Lines from a pointing dataset:
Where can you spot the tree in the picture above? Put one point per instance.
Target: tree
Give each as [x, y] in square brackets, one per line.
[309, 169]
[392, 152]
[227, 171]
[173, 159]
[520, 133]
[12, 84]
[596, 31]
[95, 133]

STATED EXERCISE:
Rescale the lines above by reproducing all of them, requests included, with every coordinate in the answers multiplied by 1.95 and rounded to the nearest whole number, halves rounded up.

SOLUTION BELOW:
Where can you spot the tree in the picture above? Put one point per instance.
Target: tree
Give each as [x, y] in square brackets, one per line.
[603, 330]
[764, 296]
[443, 333]
[337, 310]
[1014, 259]
[23, 164]
[1162, 60]
[185, 259]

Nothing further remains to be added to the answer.